WHAT THE TASK REQUIRES: Reproduce every line of the material below. Scale the point coordinates in the answers by 2.4 and round them to whole numbers, with halves rounding up, but leave the sample coordinates given for the format unchanged and omit the pictures.

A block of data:
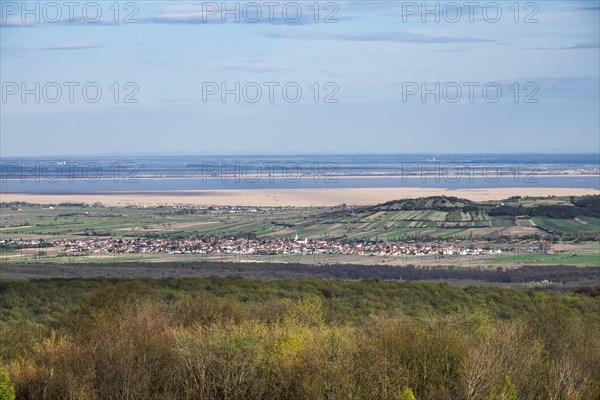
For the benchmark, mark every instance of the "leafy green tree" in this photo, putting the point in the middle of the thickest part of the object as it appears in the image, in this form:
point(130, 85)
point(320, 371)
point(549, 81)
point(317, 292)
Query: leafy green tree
point(504, 391)
point(7, 390)
point(406, 394)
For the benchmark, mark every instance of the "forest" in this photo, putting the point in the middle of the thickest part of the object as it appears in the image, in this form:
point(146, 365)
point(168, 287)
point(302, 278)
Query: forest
point(236, 338)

ANSWER FOR THE TASK:
For the benchmark, mark every instance of the "leafy green tree" in this photo, putting the point in the middle of the thickest part of the object as it appears in the image, in this form:
point(130, 85)
point(320, 371)
point(549, 81)
point(317, 292)
Query: leafy green tree
point(1210, 938)
point(17, 936)
point(974, 946)
For the benchmark, mark every instance of the "forest" in this photo, putting the point in the middle of the thickest part of the object as it appears in the image, in this form:
point(146, 365)
point(168, 287)
point(302, 278)
Query: forest
point(566, 811)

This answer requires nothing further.